── Der Text ──
Artikel vom 04.01.2006, Druckdatum 22.11.2024

Europaweite Auswirkungen des Gasstreits

Globalisierung einmal anders herum: Der Streit zwischen Russland und der Ukraine um die Gasexporte wirkt sich auch auf Deutschland und seine europäischen Nachbarn aus. Bis zu einem Drittel weniger als die vertraglich vereinbarte Gasmenge meldeten Österreich, Ungarn, Rumänien, Polen. Auch Frankreich erreicht seit Jahresbeginn etwa 25 bis 30 Prozent weniger Gas als vereinbart. Erst nach heftigen Beschwerden der finanzstarken ...

... Kunden aus West- und Mitteleuropa pumpte der russische Gasprom-Konzern kurzfristig weitere 95 Millionen Kubikmeter Gas Richtung Westen, so dpa. Der vom Kreml kontrollierte Konzern hatte der Ukraine am Neujahrsmorgen den Gashahn zugedreht, nachdem diese sich weigerte, einen fast fünfmal höheren Gaspreis zu bezahlen. Da die Pipeline nach Europa aber mitten durch die Ukraine verläuft, ist dieses Unterfangen nicht ganz so einfach durchzusetzen.

Laut dpa hatte Gasprom die Exportmenge Richtung Europa um den Anteil der Ukraine gekürzt. Statt wie bisher 480 Millionen Kubikmeter pro Tag schickten die Russen nur noch 360 Millionen Kubikmeter durch die Röhren und bestimmten diese Menge „allein für die Kunden im Westen“. Als diese über Lieferverluste klagten, bezichtigte Gasprom die Ukraine der illegalen Gasentnahme. Was diese allerdings weit von sich weist. Zwar räumt die Ukraine laut dpa ein, auch nach dem russischen Boykott Gas aus den Leitungen zu nehmen. Es handle sich hierbei allerdings um turkmenisches Gas, für das ein gültiger Kaufvertrag bestünde.

Zwar hat Russland zwischenzeitlich weitere 95 Millionen Kubikmeter Gas nachgeliefert, um vor allem die Kunden in Europa zu befriedigen. Dennoch belastet der Konflikt die Versorgungssicherheit. Das Problem sind laut dpa unter anderem die Verträge zwischen den beiden Kontrahenten. Derzeit sei völlig unklar, so der ehemalige Wirtschaftsberater des Kremls, Andrej Illarionow, welcher Liefervertrag überhaupt gelte. Tatsächlich sei zwar der bisherige Gasprom-Vertrag mit dem ukrainischen Versorger Naftogas Ukrainy zum Jahresende 2005 ausgelaufen. Gleichzeitig bestünde aber weiterhin ein Abkommen zwischen den Regierungen beider Länder, das bis 2009 Bestand habe, so der Berater. Dieses Abkommen – und das ist der springende Punkt – garantiere der Ukraine die Gaslieferungen zum alten Billigtarif.

Dazu komme, dass die Ukraine bereits früher russisches Gas verbraucht hätte, „ohne streng genommen dafür zu bezahlen“, so dpa. Denn der Großteil des von den Russen im Jahr 2004 an die Ukraine gelieferten Gases wurde mit den entstandenen Transportkosten für den Gas-Transit nach Europa verrechnet.
───
── Datensätze ──
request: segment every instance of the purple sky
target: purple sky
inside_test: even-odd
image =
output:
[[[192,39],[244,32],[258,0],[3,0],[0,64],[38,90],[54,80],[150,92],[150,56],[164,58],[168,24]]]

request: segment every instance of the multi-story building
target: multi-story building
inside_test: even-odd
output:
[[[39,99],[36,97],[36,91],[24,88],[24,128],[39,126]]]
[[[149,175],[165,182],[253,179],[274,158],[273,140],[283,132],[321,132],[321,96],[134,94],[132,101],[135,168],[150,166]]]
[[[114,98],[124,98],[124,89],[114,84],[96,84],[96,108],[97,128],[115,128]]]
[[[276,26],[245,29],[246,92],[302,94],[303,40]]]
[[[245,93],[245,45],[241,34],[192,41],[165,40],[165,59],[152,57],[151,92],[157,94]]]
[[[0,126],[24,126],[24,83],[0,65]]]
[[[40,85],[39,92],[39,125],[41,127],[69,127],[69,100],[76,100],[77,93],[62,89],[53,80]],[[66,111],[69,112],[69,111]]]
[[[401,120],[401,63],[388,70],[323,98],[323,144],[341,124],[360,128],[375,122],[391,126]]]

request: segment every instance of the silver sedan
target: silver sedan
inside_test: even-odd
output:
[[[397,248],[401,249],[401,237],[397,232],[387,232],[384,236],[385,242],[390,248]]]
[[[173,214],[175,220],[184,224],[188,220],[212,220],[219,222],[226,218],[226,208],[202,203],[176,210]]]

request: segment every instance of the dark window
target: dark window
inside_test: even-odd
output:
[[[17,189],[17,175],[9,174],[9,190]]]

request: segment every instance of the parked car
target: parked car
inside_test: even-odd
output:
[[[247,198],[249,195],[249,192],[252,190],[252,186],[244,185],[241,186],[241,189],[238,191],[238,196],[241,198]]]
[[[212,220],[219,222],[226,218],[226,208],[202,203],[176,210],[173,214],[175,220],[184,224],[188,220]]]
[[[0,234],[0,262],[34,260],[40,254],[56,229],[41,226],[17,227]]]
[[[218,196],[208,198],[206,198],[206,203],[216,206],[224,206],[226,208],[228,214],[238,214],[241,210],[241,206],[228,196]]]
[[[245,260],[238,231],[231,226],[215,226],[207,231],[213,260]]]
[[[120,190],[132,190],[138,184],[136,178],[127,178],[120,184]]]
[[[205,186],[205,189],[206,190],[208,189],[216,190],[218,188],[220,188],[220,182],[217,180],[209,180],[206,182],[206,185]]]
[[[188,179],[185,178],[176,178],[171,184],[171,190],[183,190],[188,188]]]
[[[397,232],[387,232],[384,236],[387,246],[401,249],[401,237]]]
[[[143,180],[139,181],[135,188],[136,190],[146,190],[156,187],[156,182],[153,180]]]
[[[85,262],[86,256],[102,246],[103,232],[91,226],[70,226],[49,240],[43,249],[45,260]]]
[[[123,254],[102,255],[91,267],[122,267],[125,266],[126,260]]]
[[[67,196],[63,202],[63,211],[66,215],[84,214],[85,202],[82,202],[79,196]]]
───
Aufgaben =
(A) Schreib aus dem Artikel zum Gasstreit alles von „Zwar hat Russland“ bis hinunter zu „zum alten Billigtarif.“ noch einmal genau ab.
(B) Stimmen diese Aussagen mit dem Artikel zum Gasstreit überein? Antworte jeweils mit Ja oder Nein und zitiere die Worte aus dem Text, die das entscheiden. (i) Gasprom schickte statt 480 Millionen nur noch 360 Millionen Kubikmeter Gas pro Tag durch die Leitungen. (ii) Das Abkommen zwischen den Regierungen der beiden Länder gilt bis 2009. (iii) Die Ukraine bestreitet, nach dem russischen Boykott überhaupt Gas aus den Leitungen genommen zu haben.
(C) Nenne alle Länder, die laut dem Artikel zum Gasstreit weniger Gas als vereinbart bekommen.

Lösungen =
(A)
Zwar hat Russland zwischenzeitlich weitere 95 Millionen Kubikmeter Gas nachgeliefert, um vor allem die Kunden in Europa zu befriedigen. Dennoch belastet der Konflikt die Versorgungssicherheit. Das Problem sind laut dpa unter anderem die Verträge zwischen den beiden Kontrahenten. Derzeit sei völlig unklar, so der ehemalige Wirtschaftsberater des Kremls, Andrej Illarionow, welcher Liefervertrag überhaupt gelte. Tatsächlich sei zwar der bisherige Gasprom-Vertrag mit dem ukrainischen Versorger Naftogas Ukrainy zum Jahresende 2005 ausgelaufen. Gleichzeitig bestünde aber weiterhin ein Abkommen zwischen den Regierungen beider Länder, das bis 2009 Bestand habe, so der Berater. Dieses Abkommen – und das ist der springende Punkt – garantiere der Ukraine die Gaslieferungen zum alten Billigtarif.

(B)
(i) Ja: „Statt wie bisher 480 Millionen Kubikmeter pro Tag schickten die Russen nur noch 360 Millionen Kubikmeter durch die Röhren“
(ii) Ja: „ein Abkommen zwischen den Regierungen beider Länder, das bis 2009 Bestand habe“
(iii) Nein: „Zwar räumt die Ukraine laut dpa ein, auch nach dem russischen Boykott Gas aus den Leitungen zu nehmen.“

(C) Österreich, Ungarn, Rumänien, Polen, Frankreich